Finding the Wave Function Eigenfunctions and Energy Eigenvalues in an Infinite Potential Well
Proposition
When the potential takes the form of an infinite well over the interval $[0, a]$, the energy (eigenvalue) $E_{n}$ and the wave function (eigenstate) $\psi_{n}$ of the wave function are as follows.
$$ \begin{align*} E_{n} &=\frac{n^{2}\pi^{2}\hbar^{2}}{2ma^{2}} \\[1em] \psi_{n}{(x)} &= \textstyle \sqrt{\frac{2}{a}}\sin \left( \frac{n\pi}{a}x \right) \end{align*} \qquad\qquad n = 0, 1, 2, \dots \tag{0} $$
Explanation
$$ V(x) = \begin{cases} \infty, & -\infty \lt x \lt 0 \\ 0, & 0 \lt x \lt a \\ \infty, & a \lt x \lt \infty \end{cases} $$
A potential of the form shown above $U$ is called an infinite potential well. This system models a situation where a particle cannot leave a certain interval, also known as the particle in a box model. It is a very simple model but serves as an important example where it demonstrates results significantly different from those in classical mechanics. In classical mechanics, the position where a particle may be found is uniform within the interval, whereas in quantum mechanics, the probability of finding the particle varies with its position.
The state with the lowest energy level ($=n$) among the wave functions is known as the ground state. Any state that is not the ground state is referred to as an excited state.
$$ \begin{align*} \text{ground state: } & \textstyle \psi_{1}(x)=\sqrt{\frac{2}{a}}\sin\left( \frac{\pi}{a}x \right) \\[1em] \text{first excited state: } & \textstyle \psi_2(x)=\sqrt{\frac{2}{a}}\sin\left( \frac{2\pi}{a}x \right) \\[1em] \text{second excited state: } & \textstyle \psi_{3}(x)=\sqrt{\frac{2}{a}}\sin\left( \frac{3\pi}{a}x \right) \\ \vdots \end{align*} $$
The wave function cannot have arbitrary energy, but only energies of the form depicted in equation $(0)$. Energy is proportional to $n^{2}$, and it appears in discrete rather than continuous values. This is called quantization.
Derivation
The time-independent 1-dimensional Schrödinger equation is given as follows.
$$ \left(-\frac{\hbar^{2}}{2m}\frac{ d ^{2} }{ d x^{2} }+V(x)\right)\psi(x) = E\psi(x) $$
$$ V(x) = \begin{cases} \infty, & -\infty \lt x \lt 0 \\ 0, & 0 \lt x \lt a \\ \infty, & a \lt x \lt \infty \end{cases} $$
$E \lt 0$
Since the potential is always greater than or equal to $0$, a wave function does not exist when the energy is negative.
$E \gt 0$
[1] For $|x| \gt a$
In this interval, since $0 \lt E \lt V = \infty$, it follows that $\psi(x) = 0$.

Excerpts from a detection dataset
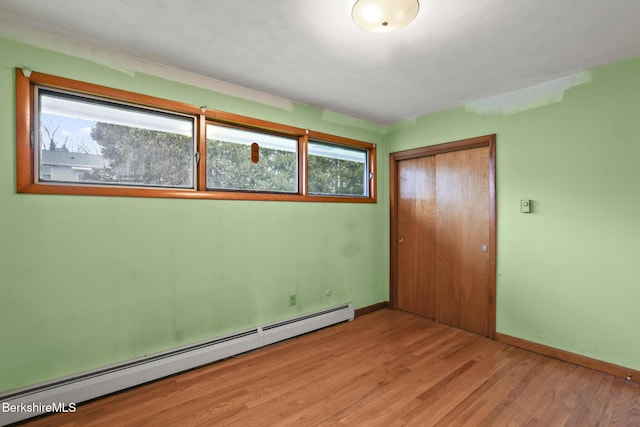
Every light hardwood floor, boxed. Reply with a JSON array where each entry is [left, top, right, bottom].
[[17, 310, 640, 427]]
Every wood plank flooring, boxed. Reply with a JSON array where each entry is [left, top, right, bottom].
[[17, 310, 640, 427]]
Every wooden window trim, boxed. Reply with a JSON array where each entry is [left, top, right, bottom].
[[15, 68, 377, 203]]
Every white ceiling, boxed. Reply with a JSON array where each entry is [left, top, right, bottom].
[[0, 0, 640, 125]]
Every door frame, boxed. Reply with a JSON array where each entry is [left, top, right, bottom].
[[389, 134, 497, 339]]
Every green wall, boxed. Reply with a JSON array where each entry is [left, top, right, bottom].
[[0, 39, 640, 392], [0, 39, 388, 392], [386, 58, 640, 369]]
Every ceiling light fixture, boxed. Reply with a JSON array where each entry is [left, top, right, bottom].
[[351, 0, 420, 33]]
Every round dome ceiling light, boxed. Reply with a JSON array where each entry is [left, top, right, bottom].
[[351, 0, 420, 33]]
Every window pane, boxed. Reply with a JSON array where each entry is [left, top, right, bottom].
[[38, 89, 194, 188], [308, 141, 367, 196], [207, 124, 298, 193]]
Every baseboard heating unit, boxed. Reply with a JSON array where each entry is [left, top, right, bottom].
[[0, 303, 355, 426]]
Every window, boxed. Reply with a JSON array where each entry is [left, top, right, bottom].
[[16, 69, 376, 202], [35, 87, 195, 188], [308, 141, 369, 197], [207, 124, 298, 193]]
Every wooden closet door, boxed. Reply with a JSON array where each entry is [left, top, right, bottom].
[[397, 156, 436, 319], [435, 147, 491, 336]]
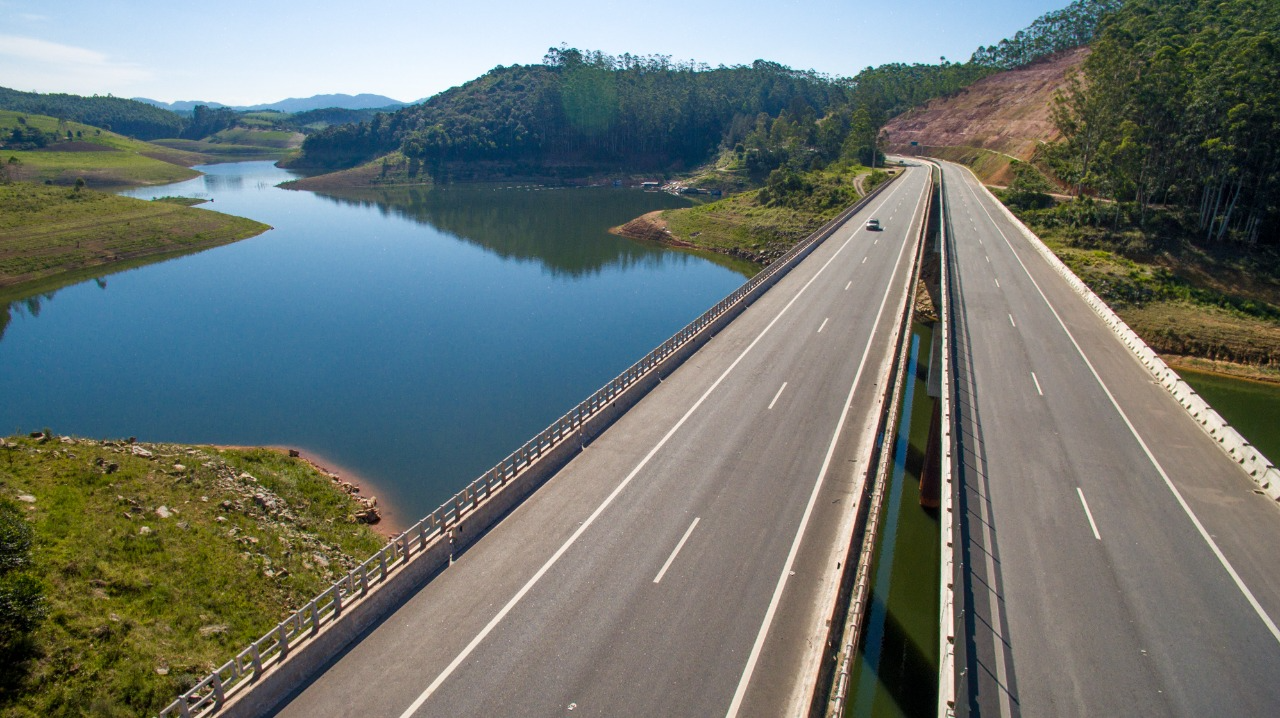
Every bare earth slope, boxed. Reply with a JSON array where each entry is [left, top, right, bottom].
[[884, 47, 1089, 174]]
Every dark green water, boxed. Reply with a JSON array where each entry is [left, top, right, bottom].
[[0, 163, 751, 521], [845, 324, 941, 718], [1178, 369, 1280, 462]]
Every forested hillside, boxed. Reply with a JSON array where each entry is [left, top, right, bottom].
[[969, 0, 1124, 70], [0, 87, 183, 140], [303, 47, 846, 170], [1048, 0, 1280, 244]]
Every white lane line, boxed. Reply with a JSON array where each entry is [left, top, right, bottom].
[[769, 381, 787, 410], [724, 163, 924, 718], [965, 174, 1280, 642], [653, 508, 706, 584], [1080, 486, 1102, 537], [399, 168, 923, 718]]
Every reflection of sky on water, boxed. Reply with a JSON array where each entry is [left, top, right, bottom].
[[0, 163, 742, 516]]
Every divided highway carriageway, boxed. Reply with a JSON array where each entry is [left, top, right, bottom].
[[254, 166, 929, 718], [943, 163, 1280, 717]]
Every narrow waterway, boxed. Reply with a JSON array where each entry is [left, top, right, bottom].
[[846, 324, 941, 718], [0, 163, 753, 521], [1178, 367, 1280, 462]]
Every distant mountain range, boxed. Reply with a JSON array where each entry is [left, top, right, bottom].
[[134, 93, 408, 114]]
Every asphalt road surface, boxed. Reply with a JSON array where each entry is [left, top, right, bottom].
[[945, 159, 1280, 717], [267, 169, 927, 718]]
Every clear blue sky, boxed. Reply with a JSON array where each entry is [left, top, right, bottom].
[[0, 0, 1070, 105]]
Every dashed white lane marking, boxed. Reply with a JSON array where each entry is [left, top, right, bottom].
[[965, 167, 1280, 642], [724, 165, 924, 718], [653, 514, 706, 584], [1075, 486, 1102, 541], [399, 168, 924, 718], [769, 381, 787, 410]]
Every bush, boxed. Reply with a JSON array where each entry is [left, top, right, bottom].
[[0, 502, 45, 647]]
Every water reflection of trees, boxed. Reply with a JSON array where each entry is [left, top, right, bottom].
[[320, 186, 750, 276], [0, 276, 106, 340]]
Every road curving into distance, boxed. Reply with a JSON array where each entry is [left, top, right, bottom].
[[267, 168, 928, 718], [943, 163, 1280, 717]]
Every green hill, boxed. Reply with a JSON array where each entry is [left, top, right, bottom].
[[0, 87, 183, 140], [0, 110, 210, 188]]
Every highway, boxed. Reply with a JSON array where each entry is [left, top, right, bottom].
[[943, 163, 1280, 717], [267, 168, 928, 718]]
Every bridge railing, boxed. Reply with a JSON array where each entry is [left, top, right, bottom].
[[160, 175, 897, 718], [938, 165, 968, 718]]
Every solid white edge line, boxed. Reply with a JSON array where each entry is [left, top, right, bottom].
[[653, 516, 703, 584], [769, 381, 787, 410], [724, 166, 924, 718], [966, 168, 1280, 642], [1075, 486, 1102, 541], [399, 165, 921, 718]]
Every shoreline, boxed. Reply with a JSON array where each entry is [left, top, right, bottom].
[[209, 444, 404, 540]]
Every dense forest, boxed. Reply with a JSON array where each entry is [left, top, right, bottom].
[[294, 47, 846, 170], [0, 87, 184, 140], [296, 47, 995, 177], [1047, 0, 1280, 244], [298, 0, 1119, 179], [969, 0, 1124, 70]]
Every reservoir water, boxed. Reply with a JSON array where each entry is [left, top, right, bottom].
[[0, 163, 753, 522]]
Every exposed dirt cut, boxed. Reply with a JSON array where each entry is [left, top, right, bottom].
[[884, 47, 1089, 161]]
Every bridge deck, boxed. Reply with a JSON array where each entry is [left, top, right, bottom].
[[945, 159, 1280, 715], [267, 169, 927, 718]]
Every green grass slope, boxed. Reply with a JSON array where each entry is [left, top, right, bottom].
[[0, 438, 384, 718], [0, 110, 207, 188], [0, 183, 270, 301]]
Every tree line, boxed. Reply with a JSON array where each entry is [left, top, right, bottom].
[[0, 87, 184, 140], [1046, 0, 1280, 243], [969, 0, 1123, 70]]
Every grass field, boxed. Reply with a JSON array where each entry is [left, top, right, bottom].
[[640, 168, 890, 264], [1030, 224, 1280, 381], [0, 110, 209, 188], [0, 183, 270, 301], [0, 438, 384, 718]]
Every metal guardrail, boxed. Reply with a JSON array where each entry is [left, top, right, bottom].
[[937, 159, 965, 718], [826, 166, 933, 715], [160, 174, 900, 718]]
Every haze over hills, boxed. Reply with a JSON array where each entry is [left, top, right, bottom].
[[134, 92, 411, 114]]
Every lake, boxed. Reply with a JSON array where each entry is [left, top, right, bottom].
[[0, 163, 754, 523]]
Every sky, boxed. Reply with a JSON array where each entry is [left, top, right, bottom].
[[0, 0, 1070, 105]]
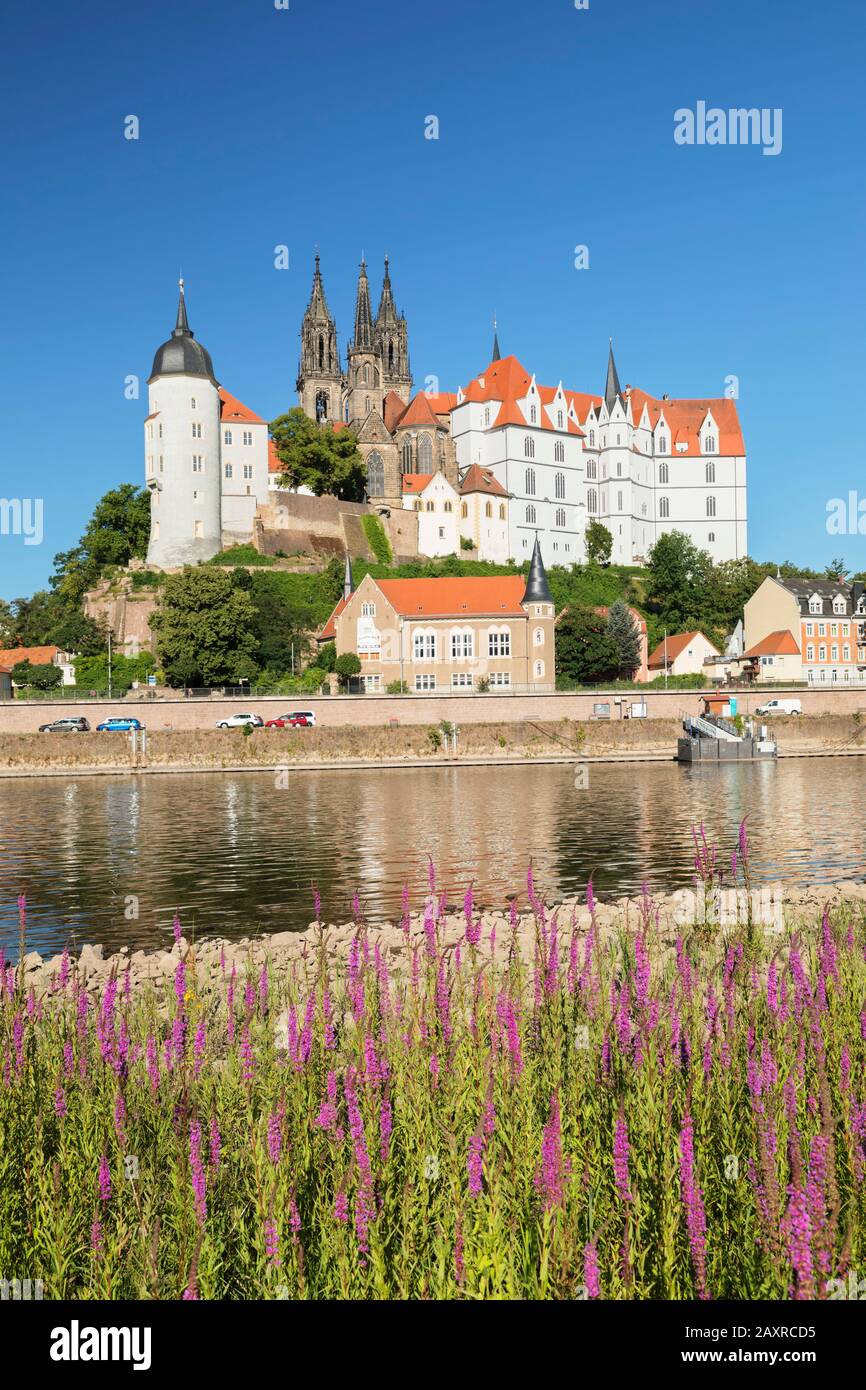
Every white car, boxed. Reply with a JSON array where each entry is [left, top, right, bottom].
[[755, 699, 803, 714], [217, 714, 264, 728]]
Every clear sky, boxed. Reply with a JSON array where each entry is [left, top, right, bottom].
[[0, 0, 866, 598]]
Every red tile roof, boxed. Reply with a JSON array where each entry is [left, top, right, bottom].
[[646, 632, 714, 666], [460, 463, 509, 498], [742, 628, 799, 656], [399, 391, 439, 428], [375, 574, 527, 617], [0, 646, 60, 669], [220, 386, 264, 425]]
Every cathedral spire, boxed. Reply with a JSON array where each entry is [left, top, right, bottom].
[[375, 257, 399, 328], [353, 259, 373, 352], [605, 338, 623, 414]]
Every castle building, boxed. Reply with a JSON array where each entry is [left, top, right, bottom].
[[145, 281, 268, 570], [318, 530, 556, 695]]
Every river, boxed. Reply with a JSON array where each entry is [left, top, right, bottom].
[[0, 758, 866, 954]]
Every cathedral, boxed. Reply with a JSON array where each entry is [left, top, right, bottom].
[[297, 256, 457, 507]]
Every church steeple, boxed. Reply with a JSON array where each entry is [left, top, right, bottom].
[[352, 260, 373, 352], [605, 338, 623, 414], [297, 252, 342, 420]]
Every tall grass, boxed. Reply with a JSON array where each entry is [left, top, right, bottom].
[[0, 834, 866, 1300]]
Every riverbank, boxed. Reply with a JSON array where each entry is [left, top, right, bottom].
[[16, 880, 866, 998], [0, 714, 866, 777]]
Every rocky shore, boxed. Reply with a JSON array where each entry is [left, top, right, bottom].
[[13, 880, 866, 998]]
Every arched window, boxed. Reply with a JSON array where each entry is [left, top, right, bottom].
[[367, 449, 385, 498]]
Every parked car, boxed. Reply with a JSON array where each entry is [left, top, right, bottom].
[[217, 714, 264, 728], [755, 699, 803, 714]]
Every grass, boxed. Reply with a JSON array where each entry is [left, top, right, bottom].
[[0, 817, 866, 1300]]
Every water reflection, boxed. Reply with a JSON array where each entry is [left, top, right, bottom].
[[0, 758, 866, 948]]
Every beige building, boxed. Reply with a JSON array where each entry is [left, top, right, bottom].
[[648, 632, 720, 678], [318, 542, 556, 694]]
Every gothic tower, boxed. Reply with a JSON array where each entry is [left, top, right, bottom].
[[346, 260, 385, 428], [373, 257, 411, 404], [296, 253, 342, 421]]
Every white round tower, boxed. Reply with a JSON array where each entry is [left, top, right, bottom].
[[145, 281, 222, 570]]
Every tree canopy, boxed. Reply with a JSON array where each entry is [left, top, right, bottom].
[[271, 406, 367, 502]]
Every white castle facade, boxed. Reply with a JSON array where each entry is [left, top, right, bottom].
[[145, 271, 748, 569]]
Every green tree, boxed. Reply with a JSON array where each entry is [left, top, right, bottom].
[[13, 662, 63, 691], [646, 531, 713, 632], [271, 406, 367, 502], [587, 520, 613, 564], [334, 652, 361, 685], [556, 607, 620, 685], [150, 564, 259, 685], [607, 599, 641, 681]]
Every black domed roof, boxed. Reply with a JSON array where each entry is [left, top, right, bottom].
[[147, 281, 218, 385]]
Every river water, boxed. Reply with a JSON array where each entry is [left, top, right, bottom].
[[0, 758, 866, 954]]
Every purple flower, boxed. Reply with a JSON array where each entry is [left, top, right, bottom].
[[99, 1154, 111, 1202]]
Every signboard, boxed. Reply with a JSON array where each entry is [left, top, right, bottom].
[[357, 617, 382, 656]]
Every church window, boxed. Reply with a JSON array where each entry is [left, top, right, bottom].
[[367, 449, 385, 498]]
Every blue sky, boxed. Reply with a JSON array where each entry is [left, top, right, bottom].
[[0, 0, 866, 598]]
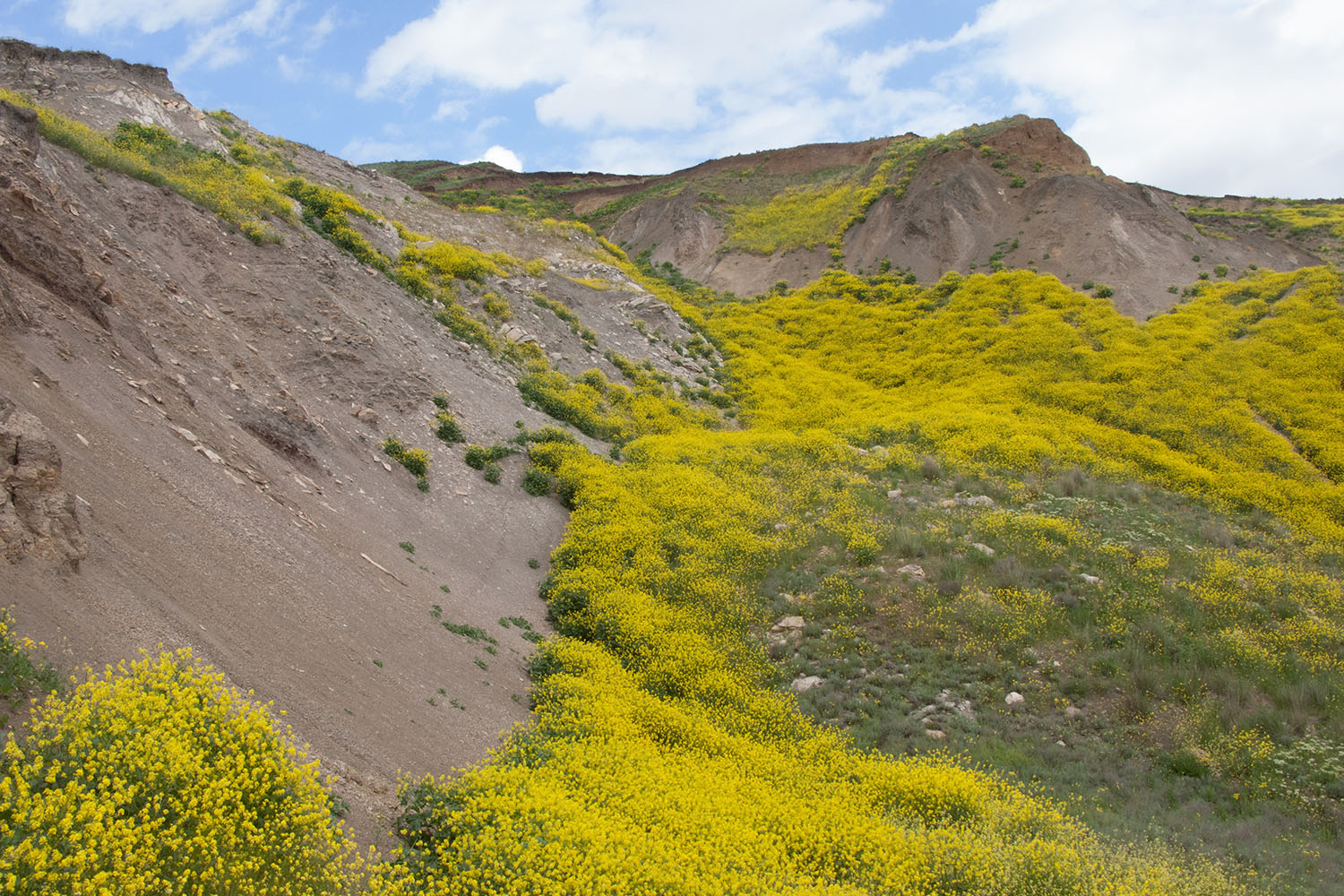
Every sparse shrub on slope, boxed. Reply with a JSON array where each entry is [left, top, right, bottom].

To be done
1) Answer these questions from the passage on the infinite potential well, one line per answer, marked (a), (b), (c) as the questions are:
(a) By what other name is the infinite potential well model known?
(b) What is any state that is not the ground state called?
(c) What is the term for energy appearing in discrete rather than continuous values?
2) Summarize the passage on the infinite potential well in two sentences.
3) Copy out the passage on the infinite potential well word for word, from "The state with" to "is called quantization.".

Written responses
1)
(a) The particle in a box model.
(b) An excited state.
(c) Quantization.

2) The infinite potential well, also called the particle in a box model, describes a particle that cannot leave a certain interval. Though very simple, it gives results significantly different from classical mechanics: the probability of finding the particle varies with its position, and its energy takes only discrete values proportional to n², which is called quantization.

3)
The state with the lowest energy level ($=n$) among the wave functions is known as the ground state. Any state that is not the ground state is referred to as an excited state.
$$ \begin{align*} \text{ground state: } & \textstyle \psi_{1}(x)=\sqrt{\frac{2}{a}}\sin\left( \frac{\pi}{a}x \right) \\[1em] \text{first excited state: } & \textstyle \psi_2(x)=\sqrt{\frac{2}{a}}\sin\left( \frac{2\pi}{a}x \right) \\[1em] \text{second excited state: } & \textstyle \psi_{3}(x)=\sqrt{\frac{2}{a}}\sin\left( \frac{3\pi}{a}x \right) \\ \vdots \end{align*} $$
The wave function cannot have arbitrary energy, but only energies of the form depicted in equation $(0)$. Energy is proportional to $n^{2}$, and it appears in discrete rather than continuous values. This is called quantization.